## Provided records
##########

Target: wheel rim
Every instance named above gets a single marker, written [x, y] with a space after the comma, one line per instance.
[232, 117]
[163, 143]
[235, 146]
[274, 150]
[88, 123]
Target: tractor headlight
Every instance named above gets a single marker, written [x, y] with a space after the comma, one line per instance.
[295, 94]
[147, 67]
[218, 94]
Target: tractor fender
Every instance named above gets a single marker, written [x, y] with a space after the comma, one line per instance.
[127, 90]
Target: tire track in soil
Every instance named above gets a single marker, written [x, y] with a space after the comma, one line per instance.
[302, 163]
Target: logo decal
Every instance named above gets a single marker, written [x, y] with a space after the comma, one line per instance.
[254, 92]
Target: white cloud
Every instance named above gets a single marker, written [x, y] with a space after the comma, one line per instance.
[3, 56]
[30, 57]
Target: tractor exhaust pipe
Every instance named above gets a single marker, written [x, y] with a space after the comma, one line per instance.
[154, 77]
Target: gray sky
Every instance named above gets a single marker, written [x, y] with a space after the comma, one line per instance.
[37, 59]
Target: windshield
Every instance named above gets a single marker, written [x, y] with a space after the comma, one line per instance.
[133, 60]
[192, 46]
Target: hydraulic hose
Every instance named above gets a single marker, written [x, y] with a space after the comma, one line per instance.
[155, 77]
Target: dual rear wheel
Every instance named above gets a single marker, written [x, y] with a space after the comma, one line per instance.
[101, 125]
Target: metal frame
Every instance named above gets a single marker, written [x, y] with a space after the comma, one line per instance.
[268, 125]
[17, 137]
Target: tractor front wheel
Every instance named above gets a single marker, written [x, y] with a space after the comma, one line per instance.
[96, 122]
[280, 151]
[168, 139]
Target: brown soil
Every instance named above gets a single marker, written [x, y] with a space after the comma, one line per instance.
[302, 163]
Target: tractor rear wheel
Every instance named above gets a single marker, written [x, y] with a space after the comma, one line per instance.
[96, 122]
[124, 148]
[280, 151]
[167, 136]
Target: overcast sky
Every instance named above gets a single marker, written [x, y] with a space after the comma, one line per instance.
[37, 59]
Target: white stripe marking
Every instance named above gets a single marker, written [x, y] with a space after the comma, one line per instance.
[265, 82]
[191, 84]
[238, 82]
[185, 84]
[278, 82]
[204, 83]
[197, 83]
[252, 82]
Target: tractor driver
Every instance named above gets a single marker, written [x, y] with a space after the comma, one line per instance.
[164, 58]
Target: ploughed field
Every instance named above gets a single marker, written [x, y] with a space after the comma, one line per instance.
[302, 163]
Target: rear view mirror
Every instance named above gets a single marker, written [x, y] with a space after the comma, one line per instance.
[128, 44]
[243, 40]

##########

## Exercise prompt
Please rewrite all the records, substituting "point" for "marker" and leaving everything else unchanged.

## Solved problem
Target: wheel rim
Every instance named above gets a single point, written [x, y] with a space after the comma, one line per instance.
[232, 117]
[163, 143]
[235, 146]
[274, 150]
[88, 123]
Target: tractor headlight
Every instance named above gets a single point, written [x, y] with a space after the comma, one line per instance.
[295, 94]
[147, 67]
[218, 94]
Target: tractor fender
Every instance named above gets a single point, written [x, y] with a space after the comma, one line per instance.
[127, 90]
Target: tire track in soil
Every instance named above gets a single point, written [x, y] with a space after the comma, one line per instance.
[302, 163]
Target: logo decal
Every instance named above gets a single point, written [x, y] with a space after the comma, one line per instance.
[254, 92]
Target: white cloud
Every instance named above gets a single point, written [x, y] with a space after the comma, one line per instance.
[3, 56]
[30, 57]
Target: tractor exhaust pipe
Every instance named above gets a single point, written [x, y] with a space after the comma, one line per instance.
[154, 77]
Target: gray sky
Every instance named above gets a single point, written [x, y] with a space after the comma, one line per instance.
[37, 59]
Target: windshield
Every instance named above gets a single point, written [x, y] with a space after the comma, one line per instance.
[133, 60]
[192, 46]
Target: hydraulic hose
Every instance named above gets a single point, written [x, y] with a space after the comma, one line per instance.
[155, 77]
Target: dual rear wheel
Every instance named above gets a single point, written [x, y] with a space after the comma, one line per instance.
[101, 125]
Target: metal frame
Every instance named above gets a single point, written [x, y] with a space after the comma, one line per instance.
[268, 125]
[17, 137]
Target: tractor front wheel
Every instance named above gets a single point, written [x, y] with a space after the comma, one line per instance.
[96, 122]
[280, 151]
[168, 139]
Target: brown soil
Every instance named above gets a single point, written [x, y] with a space after the comma, one line per instance.
[302, 163]
Target: tractor rear wheel
Every instance named above gets a single point, written [x, y] with a space after the comma, one line per instance.
[96, 122]
[124, 148]
[280, 151]
[167, 136]
Target: overcast sky
Every instance named above gets a single point, written [x, y] with a space after the comma, one line per instance.
[37, 59]
Target: white stripe marking
Every instance named above gets a single point, written [x, y] with a space after the comma, one line per instance.
[265, 82]
[191, 84]
[238, 82]
[185, 84]
[278, 82]
[204, 83]
[197, 83]
[252, 82]
Target: tractor driver
Every instance named above gets a single point, written [x, y] with a space after the comma, one line per instance.
[164, 58]
Target: ploughed field
Every instance named above gets a single point, written [x, y] with a space after the comma, one line per instance.
[302, 163]
Target: rear view mirror
Every instance named above gets a single point, written [x, y] with a space after the comma, one line per instance.
[128, 44]
[243, 40]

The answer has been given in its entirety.